SELECTED PASSAGE:
★ ★ ★ ★ ★
Interestingly, the pretreatment with SCH23390 (Fig 6A) or sulpiride (Fig 6B) did not block the antidepressant-like effect of SeTACN. Two-way ANOVA tests for immobility time revealed a main effect of SeTACN [F(1,29) = 85.32; P = 0.0001] and [F(1,18) = 395.10; P = 0.0001] respectively. The pretreatment of SCH23390 [F(1,29) = 4.06; P = 0.0533] and sulpiride [F(1,18) = 0.38; P = 0.5449] did not eliminate the antidepressant-like effect elicited by SeTACN. Two-way ANOVA of OFT showed that SeTACN treatment did not produce any significant effect in mice locomotor activity [F(1,29) = 1.65; P = 0.2092], SCH23390 treatment [F(1,29) = 2.08; P = 0.1595] and SeTACN × SCH23390 treatment interaction [F(1,29 = 1.33; P = 0.2583] with respect to number of crossings. In the same way, no significant effect was observed for SeTACN treatment [F(1,16) = 0.13; P = 0.7258], sulpiride treatment [F(1,16) = 0.08; P = 0.7755] or SeTACN × sulpiride interaction [F(1,16) = 0.51; P = 0,4855]. These results suggest that the antidepressant-like effect of SeTACN may not be influenced by the D1 or D2 receptors, but more studies in relation to dopaminergic system and SeTACN are necessary.
Effect of pretreatment of mice with (A) SCH233390 (0.05 mg/kg, s.c., a dopaminergic D1 receptor antagonist) and (B) sulpiride (50 mg/kg, i.p., a dopaminergic D2 receptor antagonist) on the anti-immobility effect of SeTACN (0.1mg/kg, i.g) in the FST. Data are presented as the mean ± S.E.M. (***) P < 0.001 in comparison to the vehicle treated group.
★ ★ ★ ★ ★
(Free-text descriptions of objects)
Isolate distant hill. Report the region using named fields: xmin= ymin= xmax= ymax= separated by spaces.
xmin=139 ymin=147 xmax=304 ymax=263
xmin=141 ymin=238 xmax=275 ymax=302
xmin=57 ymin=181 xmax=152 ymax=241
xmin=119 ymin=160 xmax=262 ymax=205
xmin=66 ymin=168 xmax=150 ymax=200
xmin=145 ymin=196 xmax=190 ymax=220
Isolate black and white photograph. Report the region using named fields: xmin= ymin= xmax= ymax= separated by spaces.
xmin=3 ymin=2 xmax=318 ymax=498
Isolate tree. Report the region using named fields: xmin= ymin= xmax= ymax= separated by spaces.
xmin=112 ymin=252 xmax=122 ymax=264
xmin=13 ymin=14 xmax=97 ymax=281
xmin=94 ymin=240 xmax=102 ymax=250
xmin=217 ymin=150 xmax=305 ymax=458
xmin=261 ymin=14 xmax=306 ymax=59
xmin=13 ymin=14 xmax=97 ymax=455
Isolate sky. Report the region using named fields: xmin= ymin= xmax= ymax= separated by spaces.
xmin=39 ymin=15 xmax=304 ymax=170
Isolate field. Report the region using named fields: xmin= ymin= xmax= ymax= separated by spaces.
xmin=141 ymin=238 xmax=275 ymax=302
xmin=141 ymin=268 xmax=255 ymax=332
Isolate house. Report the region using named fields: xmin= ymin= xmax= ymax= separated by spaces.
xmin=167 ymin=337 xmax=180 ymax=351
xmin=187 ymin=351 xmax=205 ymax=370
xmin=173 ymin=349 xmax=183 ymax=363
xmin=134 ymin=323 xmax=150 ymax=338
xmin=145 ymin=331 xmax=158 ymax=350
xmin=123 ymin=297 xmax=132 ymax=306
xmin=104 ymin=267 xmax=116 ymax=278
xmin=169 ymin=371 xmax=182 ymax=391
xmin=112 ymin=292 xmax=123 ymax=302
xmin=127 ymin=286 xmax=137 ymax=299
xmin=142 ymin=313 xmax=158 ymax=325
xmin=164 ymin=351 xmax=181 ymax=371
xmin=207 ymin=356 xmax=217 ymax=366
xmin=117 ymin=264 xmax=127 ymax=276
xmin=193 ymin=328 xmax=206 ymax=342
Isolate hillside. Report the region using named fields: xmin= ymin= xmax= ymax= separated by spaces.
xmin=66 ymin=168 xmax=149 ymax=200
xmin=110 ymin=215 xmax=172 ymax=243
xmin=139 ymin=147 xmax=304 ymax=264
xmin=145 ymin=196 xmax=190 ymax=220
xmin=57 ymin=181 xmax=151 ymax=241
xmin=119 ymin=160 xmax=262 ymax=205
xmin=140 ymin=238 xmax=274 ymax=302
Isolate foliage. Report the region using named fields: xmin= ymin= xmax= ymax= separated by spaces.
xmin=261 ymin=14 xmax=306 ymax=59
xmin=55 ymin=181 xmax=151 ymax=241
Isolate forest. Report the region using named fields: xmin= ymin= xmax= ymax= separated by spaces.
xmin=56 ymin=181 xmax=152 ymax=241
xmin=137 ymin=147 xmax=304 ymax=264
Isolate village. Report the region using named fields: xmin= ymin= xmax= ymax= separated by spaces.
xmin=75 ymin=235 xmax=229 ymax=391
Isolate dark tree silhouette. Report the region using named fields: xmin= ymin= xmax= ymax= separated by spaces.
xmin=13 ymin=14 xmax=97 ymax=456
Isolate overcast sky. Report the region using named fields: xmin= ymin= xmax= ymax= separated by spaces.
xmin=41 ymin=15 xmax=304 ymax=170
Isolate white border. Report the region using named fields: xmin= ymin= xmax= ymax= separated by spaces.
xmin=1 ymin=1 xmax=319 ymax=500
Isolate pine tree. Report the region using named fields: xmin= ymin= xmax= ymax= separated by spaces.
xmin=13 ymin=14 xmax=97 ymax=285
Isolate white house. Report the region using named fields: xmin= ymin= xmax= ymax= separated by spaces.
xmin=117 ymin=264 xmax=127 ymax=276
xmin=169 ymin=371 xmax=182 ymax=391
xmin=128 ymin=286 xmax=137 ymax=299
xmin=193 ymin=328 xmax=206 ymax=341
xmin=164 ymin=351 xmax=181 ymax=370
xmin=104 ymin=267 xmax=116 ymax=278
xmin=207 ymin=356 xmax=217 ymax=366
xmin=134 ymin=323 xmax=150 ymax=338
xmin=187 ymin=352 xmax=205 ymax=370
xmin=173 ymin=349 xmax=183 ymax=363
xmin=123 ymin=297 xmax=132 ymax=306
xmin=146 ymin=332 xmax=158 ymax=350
★ ★ ★ ★ ★
WHAT NEEDS TO BE DONE:
Answer these questions from the passage on SeTACN and dopamine receptor antagonists:
1. According to the two-way ANOVA of the OFT, did SeTACN treatment produce a significant effect on locomotor activity in mice?
2. What dose and route of administration were used for sulpiride?
3. In which test was the anti-immobility effect of SeTACN assessed?
The entries have no connection to the passage on SeTACN and dopamine receptor antagonists.

RESULT OF THE EXERCISE:
1. No, SeTACN treatment did not produce any significant effect on locomotor activity.
2. 50 mg/kg, i.p.
3. The FST.